↓↓↓

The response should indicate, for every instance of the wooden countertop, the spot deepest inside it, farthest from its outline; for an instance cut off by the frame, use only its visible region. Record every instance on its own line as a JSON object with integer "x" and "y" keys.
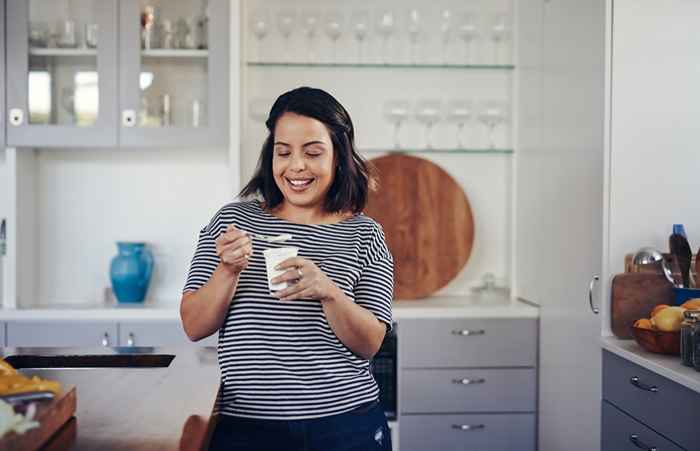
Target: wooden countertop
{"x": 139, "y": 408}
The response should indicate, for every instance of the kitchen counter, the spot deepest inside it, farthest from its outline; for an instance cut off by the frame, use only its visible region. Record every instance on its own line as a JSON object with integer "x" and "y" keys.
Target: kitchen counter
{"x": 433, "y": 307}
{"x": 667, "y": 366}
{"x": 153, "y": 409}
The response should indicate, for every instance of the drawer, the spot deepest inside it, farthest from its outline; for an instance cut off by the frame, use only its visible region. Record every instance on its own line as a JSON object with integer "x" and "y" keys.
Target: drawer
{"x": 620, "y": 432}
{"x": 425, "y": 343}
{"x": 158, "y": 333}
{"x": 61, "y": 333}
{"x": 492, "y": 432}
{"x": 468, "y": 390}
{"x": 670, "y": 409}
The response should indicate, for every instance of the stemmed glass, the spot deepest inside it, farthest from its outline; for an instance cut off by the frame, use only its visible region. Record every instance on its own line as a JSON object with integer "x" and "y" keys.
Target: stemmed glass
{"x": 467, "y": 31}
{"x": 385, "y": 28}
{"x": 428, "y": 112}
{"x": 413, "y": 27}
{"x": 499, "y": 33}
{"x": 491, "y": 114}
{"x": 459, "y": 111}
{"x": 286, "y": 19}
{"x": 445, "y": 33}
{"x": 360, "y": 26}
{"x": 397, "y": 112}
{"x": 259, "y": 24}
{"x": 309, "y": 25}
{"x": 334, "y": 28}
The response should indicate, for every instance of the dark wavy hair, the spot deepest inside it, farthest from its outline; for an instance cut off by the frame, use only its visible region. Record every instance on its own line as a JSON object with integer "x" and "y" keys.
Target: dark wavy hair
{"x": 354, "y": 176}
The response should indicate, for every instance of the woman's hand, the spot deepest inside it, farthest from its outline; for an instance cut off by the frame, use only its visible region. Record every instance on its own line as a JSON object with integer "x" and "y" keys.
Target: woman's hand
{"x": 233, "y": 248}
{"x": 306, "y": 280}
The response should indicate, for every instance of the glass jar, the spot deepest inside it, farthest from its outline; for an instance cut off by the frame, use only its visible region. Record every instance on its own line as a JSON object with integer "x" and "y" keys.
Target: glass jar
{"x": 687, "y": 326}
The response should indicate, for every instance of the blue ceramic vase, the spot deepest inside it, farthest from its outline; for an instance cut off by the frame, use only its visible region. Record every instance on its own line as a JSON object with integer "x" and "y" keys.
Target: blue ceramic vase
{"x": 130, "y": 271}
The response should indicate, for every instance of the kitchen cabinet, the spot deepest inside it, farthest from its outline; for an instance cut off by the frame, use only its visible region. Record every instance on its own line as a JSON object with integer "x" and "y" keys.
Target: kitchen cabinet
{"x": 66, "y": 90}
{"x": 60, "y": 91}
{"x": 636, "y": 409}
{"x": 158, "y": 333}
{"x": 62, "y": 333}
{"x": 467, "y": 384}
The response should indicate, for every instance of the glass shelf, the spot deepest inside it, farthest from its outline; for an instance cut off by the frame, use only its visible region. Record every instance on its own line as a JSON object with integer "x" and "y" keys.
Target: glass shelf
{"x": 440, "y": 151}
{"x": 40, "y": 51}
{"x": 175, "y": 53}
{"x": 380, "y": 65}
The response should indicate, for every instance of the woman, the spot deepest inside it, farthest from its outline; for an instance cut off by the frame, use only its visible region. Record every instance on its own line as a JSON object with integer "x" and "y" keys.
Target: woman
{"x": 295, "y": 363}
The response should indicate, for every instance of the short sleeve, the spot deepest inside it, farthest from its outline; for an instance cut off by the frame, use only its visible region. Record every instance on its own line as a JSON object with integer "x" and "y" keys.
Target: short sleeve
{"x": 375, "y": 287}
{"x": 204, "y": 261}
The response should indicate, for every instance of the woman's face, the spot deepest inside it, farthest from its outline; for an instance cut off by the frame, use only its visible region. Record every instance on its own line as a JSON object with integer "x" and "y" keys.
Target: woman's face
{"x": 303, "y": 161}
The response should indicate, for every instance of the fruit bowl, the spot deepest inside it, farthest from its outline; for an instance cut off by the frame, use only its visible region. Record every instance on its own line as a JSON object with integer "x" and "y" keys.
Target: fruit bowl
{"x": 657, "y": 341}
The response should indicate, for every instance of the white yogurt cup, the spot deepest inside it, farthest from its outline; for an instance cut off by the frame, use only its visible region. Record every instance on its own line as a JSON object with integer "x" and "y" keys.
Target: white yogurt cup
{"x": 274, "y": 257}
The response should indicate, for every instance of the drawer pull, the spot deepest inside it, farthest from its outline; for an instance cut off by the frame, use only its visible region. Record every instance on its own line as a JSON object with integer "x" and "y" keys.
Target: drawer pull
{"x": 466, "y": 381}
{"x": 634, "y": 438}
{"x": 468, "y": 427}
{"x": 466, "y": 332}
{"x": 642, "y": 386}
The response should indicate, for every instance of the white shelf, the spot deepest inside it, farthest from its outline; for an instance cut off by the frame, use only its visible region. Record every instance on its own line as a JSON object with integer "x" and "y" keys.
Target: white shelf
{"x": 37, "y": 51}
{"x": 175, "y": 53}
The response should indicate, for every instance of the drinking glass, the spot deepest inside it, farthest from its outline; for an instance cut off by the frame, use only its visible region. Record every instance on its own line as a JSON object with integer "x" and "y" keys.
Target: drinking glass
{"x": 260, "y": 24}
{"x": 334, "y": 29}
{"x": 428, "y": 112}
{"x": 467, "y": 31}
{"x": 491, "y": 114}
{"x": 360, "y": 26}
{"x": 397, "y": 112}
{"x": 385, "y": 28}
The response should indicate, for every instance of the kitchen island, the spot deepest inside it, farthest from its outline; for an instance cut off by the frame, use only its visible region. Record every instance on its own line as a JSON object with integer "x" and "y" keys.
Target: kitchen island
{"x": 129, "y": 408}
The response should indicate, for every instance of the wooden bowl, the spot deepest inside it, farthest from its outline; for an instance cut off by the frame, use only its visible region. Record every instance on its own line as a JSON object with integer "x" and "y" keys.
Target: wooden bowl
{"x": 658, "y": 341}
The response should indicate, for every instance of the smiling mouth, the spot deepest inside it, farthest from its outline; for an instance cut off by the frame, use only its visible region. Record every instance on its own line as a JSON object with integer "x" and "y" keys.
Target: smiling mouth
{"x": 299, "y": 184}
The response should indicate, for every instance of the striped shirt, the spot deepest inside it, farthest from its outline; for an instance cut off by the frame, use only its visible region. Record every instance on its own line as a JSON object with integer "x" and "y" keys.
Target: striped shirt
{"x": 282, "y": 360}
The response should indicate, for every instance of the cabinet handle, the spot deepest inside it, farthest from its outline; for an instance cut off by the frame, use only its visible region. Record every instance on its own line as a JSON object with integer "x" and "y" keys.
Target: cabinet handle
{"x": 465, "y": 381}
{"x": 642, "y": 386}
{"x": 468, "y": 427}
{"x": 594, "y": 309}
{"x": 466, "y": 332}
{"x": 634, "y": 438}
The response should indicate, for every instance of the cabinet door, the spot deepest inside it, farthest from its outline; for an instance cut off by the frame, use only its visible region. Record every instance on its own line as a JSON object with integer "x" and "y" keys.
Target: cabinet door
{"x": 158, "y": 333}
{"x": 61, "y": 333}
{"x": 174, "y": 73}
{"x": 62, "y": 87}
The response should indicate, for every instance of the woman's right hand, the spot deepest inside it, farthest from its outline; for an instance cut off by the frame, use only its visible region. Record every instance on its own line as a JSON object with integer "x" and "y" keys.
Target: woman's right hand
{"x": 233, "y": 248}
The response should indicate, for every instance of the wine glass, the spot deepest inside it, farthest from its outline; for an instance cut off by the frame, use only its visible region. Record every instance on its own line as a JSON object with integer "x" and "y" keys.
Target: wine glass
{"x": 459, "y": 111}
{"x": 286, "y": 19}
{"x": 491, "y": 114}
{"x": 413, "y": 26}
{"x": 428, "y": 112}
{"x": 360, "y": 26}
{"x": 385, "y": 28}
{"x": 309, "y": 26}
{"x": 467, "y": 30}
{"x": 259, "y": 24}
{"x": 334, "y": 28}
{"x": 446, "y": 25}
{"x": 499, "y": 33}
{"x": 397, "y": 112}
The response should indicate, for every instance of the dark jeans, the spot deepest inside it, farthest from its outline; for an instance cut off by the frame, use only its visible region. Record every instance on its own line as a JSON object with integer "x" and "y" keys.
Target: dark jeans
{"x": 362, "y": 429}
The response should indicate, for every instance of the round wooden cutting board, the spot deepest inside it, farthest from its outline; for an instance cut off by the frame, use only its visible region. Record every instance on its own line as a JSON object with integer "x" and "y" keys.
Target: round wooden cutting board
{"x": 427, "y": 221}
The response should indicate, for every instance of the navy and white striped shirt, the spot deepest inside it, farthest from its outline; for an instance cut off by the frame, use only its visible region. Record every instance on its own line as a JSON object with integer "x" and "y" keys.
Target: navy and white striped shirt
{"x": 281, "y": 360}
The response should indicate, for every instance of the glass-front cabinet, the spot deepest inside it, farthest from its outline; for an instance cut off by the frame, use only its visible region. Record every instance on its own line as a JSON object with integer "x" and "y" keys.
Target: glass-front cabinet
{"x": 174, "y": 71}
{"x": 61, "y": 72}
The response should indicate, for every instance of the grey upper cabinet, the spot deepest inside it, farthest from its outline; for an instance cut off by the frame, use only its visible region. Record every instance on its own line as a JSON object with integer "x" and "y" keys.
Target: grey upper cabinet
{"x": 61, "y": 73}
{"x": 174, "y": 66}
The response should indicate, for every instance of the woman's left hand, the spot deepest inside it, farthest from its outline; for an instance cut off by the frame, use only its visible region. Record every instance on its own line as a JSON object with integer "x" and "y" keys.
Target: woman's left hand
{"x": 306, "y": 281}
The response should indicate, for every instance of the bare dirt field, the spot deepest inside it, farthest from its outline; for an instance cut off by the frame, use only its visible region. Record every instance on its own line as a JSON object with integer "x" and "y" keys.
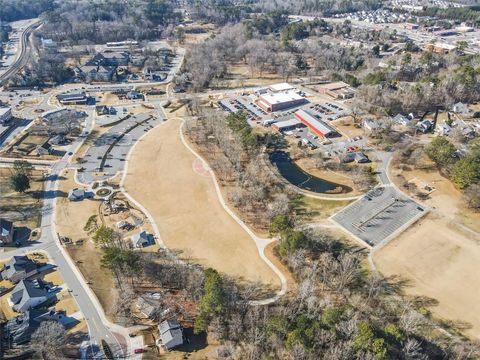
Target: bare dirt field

↑↑↑

__Challenge__
Rewrite everything from the line containing "The response should indicate, for every instance of the bare" down to the end of the records, swapping "field" for "patch" and leaving every other word unchanged. Omit the pictures from your answer.

__Reply__
The response should indicate, for every instance of the bare dirt patch, the spot deepest inside it, farthest from its outline; for an instance cut off by the frame, use only its visible region. Record every instance on its own line as a JSON object with integer "x" and "y" keys.
Target: bare dirt patch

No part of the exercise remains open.